> _EXERCISES TO COMPLETE_
[A] List every year mentioned in the extract on green industrial real estate in Vietnam, in the order they appear.
[B] Answer these questions from the extract on green industrial real estate in Vietnam:
(i) What kind of industrial park model is Prodezi Long An developing?
(ii) How large is Frasers Property's industrial and logistics footprint in Vietnam now, and across how many provinces?
(iii) Since what year has sustainability been a key focus for Frasers Property?
[C] Extend the extract on green industrial real estate in Vietnam, picking up after its final sentence.

> _EXTRACT PROVIDED_

With this in mind, Prodezi Long An has pursued a clear, long-term vision focused on sustainable development and added value creation.

The company is developing an eco-centric industrial park model that integrates environmental, social, and governance (ESG) standards and circular economy principles, aiming to create energy-efficient, environmentally friendly, and cost-effective production spaces.

“I believe that if Vietnam take decisive action now to build a deep investment ecosystem, the next foreign investment growth cycle will be not only broader but also more sustainable, effective, and impactful for the national economy,” Minh added.

Similarly, Frasers Property Vietnam is on a journey towards sustainability and green real estate leadership.

According to Edwin Tan, deputy CEO and managing director for industrial and logistics for Southeast Asia, the group’s industrial and logistics footprint in Vietnam has grown to more than 300,000sq.m across four provinces, and is on track to reach nearly one million sq.m by 2028.

“As the real estate sector accounts for nearly 40 per cent of global carbon emissions and more than 70 per cent of urban emissions, sustainability has been a key focus for us since 2006,” Tan said.

Tan added that the group was advancing its ESG agenda through innovation, green building certifications, and climate resilience initiatives. “We were the first Singapore Exchange-listed company to commit to net-zero carbon emissions across scopes 1-3 by 2050,” he said.

In Vietnam, Frasers Property is the first real estate company with science-based targets officially approved. Its roadmap includes installing 215MW of renewable energy capacity by 2030, including 15MW in Vietnam, and 46MW has already been deployed globally.

> _SUPPLIED ENTRIES_
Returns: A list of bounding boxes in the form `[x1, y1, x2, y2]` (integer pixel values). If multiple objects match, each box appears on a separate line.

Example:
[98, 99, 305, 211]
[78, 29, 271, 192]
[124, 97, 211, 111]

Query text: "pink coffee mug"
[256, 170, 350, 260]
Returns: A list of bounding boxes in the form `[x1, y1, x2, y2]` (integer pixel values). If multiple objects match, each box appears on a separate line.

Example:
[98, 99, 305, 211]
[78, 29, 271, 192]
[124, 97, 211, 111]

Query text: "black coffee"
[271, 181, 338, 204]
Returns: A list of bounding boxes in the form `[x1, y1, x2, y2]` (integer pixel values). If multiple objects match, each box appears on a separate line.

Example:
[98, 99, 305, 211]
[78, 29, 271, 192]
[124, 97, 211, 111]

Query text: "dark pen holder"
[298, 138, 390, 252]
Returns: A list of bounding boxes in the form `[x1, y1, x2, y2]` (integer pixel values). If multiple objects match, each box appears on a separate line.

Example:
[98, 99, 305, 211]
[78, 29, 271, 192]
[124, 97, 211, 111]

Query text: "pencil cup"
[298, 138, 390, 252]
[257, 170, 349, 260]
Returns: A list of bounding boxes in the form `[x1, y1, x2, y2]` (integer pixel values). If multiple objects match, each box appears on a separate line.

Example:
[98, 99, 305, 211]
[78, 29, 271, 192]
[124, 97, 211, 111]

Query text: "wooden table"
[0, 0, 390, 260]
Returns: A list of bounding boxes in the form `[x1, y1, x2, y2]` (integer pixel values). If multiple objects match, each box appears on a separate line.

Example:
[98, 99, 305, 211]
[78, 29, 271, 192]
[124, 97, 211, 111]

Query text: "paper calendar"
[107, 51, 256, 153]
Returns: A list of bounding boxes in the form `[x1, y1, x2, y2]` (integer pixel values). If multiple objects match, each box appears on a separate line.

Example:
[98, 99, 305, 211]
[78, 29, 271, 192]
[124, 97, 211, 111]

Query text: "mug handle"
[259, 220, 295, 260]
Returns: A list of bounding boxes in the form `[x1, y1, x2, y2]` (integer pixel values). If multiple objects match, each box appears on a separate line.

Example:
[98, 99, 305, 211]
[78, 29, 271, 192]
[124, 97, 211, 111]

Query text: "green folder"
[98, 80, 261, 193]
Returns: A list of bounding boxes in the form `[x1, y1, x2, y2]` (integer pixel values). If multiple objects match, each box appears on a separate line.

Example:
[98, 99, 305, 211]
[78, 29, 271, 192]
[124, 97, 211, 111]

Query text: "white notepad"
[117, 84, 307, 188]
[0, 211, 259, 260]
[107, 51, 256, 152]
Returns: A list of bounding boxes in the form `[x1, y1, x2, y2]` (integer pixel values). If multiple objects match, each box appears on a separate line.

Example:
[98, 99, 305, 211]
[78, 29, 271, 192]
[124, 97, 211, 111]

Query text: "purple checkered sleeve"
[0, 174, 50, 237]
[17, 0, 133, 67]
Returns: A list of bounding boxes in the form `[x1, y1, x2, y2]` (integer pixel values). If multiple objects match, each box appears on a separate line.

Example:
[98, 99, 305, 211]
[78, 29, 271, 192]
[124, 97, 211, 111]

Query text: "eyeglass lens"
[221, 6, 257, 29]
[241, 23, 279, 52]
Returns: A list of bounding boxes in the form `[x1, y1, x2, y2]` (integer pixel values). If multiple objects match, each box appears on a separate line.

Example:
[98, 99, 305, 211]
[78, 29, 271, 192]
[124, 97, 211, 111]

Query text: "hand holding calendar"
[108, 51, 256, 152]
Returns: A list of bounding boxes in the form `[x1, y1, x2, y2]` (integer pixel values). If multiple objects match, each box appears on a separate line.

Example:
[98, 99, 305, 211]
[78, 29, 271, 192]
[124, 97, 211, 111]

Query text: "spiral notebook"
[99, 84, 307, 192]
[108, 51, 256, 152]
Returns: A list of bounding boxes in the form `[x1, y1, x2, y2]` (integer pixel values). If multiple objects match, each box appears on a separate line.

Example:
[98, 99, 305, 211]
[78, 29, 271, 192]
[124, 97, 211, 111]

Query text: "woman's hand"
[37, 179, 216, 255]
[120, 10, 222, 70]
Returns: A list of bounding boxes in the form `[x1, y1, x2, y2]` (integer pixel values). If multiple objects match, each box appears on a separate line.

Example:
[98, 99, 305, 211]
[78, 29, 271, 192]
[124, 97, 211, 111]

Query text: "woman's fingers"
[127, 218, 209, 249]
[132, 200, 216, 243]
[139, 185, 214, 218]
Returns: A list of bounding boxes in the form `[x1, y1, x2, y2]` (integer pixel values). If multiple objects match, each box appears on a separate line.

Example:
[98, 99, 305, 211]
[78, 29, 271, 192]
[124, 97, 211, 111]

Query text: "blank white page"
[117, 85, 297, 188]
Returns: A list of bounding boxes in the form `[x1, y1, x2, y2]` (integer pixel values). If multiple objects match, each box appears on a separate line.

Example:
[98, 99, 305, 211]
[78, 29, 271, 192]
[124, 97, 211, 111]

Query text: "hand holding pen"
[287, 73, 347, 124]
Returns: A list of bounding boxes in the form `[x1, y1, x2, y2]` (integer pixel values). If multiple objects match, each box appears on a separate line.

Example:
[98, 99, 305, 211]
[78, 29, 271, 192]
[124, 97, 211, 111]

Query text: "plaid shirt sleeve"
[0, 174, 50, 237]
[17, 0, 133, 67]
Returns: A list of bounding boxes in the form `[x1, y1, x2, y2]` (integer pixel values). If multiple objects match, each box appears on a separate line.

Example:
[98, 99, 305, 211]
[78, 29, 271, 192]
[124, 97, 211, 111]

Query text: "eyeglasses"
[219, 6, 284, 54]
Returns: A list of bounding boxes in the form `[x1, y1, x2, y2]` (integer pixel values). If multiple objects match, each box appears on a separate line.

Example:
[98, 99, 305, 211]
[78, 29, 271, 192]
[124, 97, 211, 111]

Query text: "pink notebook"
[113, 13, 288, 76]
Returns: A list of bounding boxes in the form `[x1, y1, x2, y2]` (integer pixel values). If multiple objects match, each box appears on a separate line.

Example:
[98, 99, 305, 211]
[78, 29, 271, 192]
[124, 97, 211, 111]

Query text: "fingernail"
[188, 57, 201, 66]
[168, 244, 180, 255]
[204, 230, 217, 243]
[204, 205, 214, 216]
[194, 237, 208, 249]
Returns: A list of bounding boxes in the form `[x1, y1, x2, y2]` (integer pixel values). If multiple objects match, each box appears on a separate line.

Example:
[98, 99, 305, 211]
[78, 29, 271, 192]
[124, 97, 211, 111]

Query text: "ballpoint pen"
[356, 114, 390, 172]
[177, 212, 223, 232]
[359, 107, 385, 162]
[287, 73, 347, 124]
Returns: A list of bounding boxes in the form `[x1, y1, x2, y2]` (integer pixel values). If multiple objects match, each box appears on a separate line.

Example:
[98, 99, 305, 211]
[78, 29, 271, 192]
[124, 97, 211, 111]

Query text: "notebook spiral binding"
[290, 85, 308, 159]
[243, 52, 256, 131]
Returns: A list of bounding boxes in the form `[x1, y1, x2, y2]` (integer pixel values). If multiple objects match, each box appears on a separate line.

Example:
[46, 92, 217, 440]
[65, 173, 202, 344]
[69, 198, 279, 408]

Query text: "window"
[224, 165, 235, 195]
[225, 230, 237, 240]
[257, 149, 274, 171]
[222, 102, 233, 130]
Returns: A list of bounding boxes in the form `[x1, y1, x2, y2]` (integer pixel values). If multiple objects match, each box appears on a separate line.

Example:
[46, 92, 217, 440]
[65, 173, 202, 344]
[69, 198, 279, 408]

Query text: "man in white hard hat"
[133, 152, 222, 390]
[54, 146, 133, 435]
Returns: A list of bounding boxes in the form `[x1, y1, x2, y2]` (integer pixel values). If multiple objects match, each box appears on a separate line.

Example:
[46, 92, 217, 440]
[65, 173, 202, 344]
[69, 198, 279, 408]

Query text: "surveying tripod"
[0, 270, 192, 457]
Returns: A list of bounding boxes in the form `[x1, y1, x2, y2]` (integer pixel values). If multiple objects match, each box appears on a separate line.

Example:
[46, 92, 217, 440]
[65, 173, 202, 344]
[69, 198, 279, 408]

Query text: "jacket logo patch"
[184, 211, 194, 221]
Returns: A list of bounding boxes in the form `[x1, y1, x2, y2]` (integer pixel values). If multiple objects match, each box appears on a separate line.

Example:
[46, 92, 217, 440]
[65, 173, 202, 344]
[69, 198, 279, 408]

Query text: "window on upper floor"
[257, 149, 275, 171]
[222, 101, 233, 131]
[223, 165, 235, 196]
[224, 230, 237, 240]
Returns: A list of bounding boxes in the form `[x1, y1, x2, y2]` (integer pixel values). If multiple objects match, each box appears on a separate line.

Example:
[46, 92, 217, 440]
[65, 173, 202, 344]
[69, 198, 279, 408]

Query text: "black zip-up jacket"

> _TASK RESPONSES_
[A] 2028, 2006, 2050, 2030

[B]
(i) An eco-centric model that integrates ESG standards and circular economy principles.
(ii) More than 300,000sq.m, across four provinces.
(iii) Since 2006.

[C]
By 2030, it aims to have all new development projects and 85 per cent of owned or managed properties either green-certified or pursuing certification and also plans to engage 75 per cent of suppliers under its responsible sourcing policy.

To drive Vietnam’s net-zero ambitions, it is introducing industrial service centres, which aim to enrich the industrial ecosystem with amenities and sustainability features such as solar rooftops, electric vehicle charging stations, and smart energy management systems powered by AI.

Pham Thuy Duong, deputy director of Research and Analysis at Dragon Capital, noted that Vietnam has evolved from being a hub for labour-intensive industries like textiles and footwear to attracting major tech giants such as Samsung and Apple, a testament to the country’s rising position in the global supply chain.

“In today’s competitive landscape, tariff barriers and regional rivalry are no longer just about low costs, but about value creation and sustainable commitments. ESG standards have become global investment norms. Even financially strong businesses can be excluded from investment portfolios if they violate such principles,” Duong aid.

Meanwhile, Savills Vietnam highly values the role of AI in ensuring the operational efficiency of industrial real estate.

“AI enhances sustainability while maintaining operational efficiency. In the industrial property sector, AI is used in heating, ventilation, air conditioning, lighting automation, energy management, building security, and resource optimisation,” said Thomas Rooney, associate director of Industrial Property at Savills Hanoi.

“Algorithms can monitor and enhance operations in real-time adjusting lighting, temperature, humidity, and air quality. AI also supports predictive maintenance, minimising waste and reducing costs. Generative design and AI simulation further help developers create energy-efficient, eco-friendly buildings,” added Rooney.

For projects aiming to achieve international green certifications, the compliance process can be complex However, AI can simplify this by continuously monitoring and ensuring adherence to sustainability standards from design through construction and operations, Rooney explained.

As more businesses prioritise sustainability and seek green-certified properties, AI-powered industrial real estate can command higher rents and occupancy rates, while investment in AI-integrated green technology boosts energy efficiency and increases tenant satisfaction.

“In the near future, regulators may mandate the use of AI in building management to meet energy efficiency and sustainability goals.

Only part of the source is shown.